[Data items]
+++
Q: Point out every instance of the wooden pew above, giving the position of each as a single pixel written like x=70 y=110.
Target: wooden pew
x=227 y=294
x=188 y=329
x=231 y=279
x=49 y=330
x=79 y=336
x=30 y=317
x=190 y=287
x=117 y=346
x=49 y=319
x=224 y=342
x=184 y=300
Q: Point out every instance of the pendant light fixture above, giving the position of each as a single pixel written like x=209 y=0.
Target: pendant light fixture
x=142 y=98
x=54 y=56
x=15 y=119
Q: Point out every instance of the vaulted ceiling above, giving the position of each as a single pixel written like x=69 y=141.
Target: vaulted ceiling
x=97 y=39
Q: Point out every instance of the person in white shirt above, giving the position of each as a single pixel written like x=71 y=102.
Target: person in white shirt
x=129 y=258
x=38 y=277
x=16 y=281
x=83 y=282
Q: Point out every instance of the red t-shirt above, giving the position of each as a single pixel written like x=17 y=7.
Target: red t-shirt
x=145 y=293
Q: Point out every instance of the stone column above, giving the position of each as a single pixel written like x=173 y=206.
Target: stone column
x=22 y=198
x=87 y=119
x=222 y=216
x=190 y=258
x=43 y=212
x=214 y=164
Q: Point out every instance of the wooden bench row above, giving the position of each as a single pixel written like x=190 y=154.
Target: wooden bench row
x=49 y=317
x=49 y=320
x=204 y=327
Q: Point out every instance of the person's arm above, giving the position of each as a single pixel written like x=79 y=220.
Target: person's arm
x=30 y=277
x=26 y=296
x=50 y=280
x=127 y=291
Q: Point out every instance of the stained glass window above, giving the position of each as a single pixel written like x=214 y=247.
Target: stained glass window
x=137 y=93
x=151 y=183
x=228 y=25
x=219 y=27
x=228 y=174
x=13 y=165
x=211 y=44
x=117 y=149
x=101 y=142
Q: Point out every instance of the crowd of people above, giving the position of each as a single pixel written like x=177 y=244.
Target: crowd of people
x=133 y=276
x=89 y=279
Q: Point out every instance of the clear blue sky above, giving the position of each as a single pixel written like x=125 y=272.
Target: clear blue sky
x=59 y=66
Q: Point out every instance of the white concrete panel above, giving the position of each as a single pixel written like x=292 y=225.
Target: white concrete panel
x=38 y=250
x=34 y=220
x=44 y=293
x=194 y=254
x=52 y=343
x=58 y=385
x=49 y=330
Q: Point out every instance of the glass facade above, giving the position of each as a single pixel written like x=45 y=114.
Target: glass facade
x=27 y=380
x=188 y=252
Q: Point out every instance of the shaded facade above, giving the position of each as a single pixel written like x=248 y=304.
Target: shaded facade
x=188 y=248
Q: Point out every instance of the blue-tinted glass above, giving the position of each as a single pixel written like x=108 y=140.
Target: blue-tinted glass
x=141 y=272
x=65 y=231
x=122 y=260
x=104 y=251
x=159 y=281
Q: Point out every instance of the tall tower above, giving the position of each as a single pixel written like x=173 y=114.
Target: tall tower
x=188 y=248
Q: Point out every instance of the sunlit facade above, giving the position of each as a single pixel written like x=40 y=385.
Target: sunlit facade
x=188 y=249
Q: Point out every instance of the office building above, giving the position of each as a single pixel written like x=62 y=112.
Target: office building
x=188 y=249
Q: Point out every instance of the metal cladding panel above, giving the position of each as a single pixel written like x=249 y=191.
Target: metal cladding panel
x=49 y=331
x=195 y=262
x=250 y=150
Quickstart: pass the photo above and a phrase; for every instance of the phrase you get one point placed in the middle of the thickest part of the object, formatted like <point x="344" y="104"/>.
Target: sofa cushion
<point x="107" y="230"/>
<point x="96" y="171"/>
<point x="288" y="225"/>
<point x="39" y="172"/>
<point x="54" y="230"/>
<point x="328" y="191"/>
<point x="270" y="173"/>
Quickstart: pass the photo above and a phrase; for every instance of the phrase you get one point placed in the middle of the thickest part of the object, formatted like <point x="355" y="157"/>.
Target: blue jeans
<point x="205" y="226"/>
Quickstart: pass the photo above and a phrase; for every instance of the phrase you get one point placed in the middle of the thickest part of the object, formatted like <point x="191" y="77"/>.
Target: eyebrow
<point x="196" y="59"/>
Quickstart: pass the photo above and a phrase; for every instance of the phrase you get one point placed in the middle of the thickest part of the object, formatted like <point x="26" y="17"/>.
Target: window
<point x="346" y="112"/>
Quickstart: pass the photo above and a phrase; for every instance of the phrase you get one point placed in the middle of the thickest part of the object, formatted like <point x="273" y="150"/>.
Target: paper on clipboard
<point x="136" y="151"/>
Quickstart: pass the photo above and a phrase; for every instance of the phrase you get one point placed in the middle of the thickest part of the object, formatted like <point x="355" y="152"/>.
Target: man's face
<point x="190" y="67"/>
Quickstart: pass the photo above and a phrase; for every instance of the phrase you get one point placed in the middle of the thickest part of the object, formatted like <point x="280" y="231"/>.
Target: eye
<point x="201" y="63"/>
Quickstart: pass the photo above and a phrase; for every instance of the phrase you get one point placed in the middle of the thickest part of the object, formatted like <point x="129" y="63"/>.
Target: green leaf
+++
= Exercise objective =
Reproduce the entries above in full, verbatim.

= Exercise result =
Q: Point out every instance of the wooden pew above, giving the position of each as a single pixel written like x=70 y=110.
Target: wooden pew
x=227 y=294
x=188 y=329
x=231 y=279
x=49 y=330
x=79 y=336
x=30 y=317
x=190 y=287
x=117 y=346
x=49 y=319
x=224 y=342
x=184 y=300
Q: Point out every instance of the pendant light fixture above, giving the position of each as a single pixel written like x=209 y=0.
Target: pendant light fixture
x=142 y=98
x=54 y=56
x=15 y=119
Q: Point out every instance of the vaulted ceiling above, giving the position of each as a single pixel written like x=69 y=141.
Target: vaulted ceiling
x=97 y=39
Q: Point out every instance of the person in white shirt above, giving the position of each as a single pixel written like x=71 y=102.
Target: person in white shirt
x=129 y=258
x=38 y=277
x=16 y=281
x=83 y=282
Q: Point out every instance of the red t-shirt above, giving the position of each as a single pixel written like x=17 y=7.
Target: red t-shirt
x=145 y=293
Q: Point out every instance of the stone column above, giving the position of each as a single pixel written like x=173 y=206.
Target: stone column
x=22 y=198
x=87 y=119
x=222 y=216
x=190 y=258
x=43 y=212
x=214 y=164
Q: Point out every instance of the wooden bench row above, giving the position of each as a single pixel written like x=190 y=154.
Target: wooden bench row
x=49 y=317
x=49 y=320
x=204 y=327
Q: Point out every instance of the person's arm above, giving the position of each as a single pixel written like x=79 y=220.
Target: person's arm
x=30 y=277
x=26 y=296
x=50 y=280
x=127 y=291
Q: Point out every instance of the stained glass window above, giving the position of each as a single pixel written like x=214 y=247.
Target: stained glass window
x=137 y=93
x=151 y=183
x=228 y=25
x=219 y=27
x=228 y=174
x=13 y=165
x=211 y=44
x=117 y=149
x=101 y=142
Q: Point out every instance of the crowd of people above, giving the position of each as a single pixel written like x=177 y=244.
Target: crowd of people
x=133 y=276
x=89 y=279
Q: Point out every instance of the clear blue sky above, giving the position of each as a single pixel written like x=125 y=272.
Target: clear blue sky
x=59 y=66
Q: Point out every instance of the white concrete panel above, giving the position of each as a single pixel written like x=292 y=225.
Target: white concrete panel
x=38 y=250
x=34 y=220
x=44 y=293
x=194 y=254
x=52 y=343
x=58 y=385
x=49 y=330
Q: Point out every instance of the glass facade above, giving the position of each as a single pixel written like x=45 y=114.
Target: glass facade
x=27 y=380
x=188 y=252
Q: Point out every instance of the shaded facade above, giving the position of each as a single pixel written like x=248 y=304.
Target: shaded facade
x=188 y=248
Q: Point out every instance of the blue-tinted glass above, giving the position of each as a single pixel written like x=108 y=140.
Target: blue-tinted glass
x=141 y=272
x=65 y=231
x=122 y=260
x=104 y=251
x=159 y=281
Q: Point out every instance of the tall tower above, giving the position of each as a single pixel written like x=173 y=114.
Target: tall tower
x=188 y=248
Q: Point out every instance of the sunlit facade above, giving the position of each as a single pixel written like x=40 y=385.
Target: sunlit facade
x=188 y=249
Q: Point out every instance of the office building above, giving the position of each as a single pixel written like x=62 y=112.
Target: office building
x=188 y=249
Q: Point out every instance of the metal cladding panel above, giving the position of each as a single pixel written like x=249 y=191.
Target: metal cladding panel
x=49 y=331
x=195 y=262
x=250 y=150
Quickstart: pass the photo above and a phrase; for every instance of the phrase you get one point placed in the middle of the thickest part of the object, formatted like <point x="344" y="104"/>.
Target: sofa cushion
<point x="107" y="230"/>
<point x="96" y="171"/>
<point x="288" y="225"/>
<point x="39" y="172"/>
<point x="54" y="230"/>
<point x="328" y="191"/>
<point x="270" y="173"/>
Quickstart: pass the photo above and a phrase; for every instance of the phrase you get one point placed in the middle of the thickest part of the object, formatted like <point x="355" y="157"/>.
Target: blue jeans
<point x="205" y="226"/>
Quickstart: pass the photo above and a phrase; for every instance of the phrase you get one point placed in the middle of the thickest part of the object, formatted like <point x="191" y="77"/>.
Target: eyebrow
<point x="196" y="59"/>
Quickstart: pass the photo above and a phrase; for every instance of the phrase you get one point placed in the middle of the thickest part of the object, formatted like <point x="26" y="17"/>.
Target: window
<point x="346" y="112"/>
Quickstart: pass the photo above and a phrase; for every instance of the phrase you get one point placed in the middle of the thickest part of the object, formatted like <point x="273" y="150"/>.
Target: paper on clipboard
<point x="136" y="151"/>
Quickstart: pass the photo above and a phrase; for every instance of the phrase you get one point placed in the middle of the thickest part of the object, formatted like <point x="355" y="152"/>.
Target: man's face
<point x="190" y="67"/>
Quickstart: pass the photo above and a phrase; for every instance of the phrase you get one point placed in the middle of the thickest part of the object, formatted like <point x="280" y="231"/>.
Target: eye
<point x="201" y="63"/>
Quickstart: pass the photo above and a phrase; for every instance of the phrase you get one point placed in the middle of the thickest part of the object, formatted like <point x="129" y="63"/>.
Target: green leaf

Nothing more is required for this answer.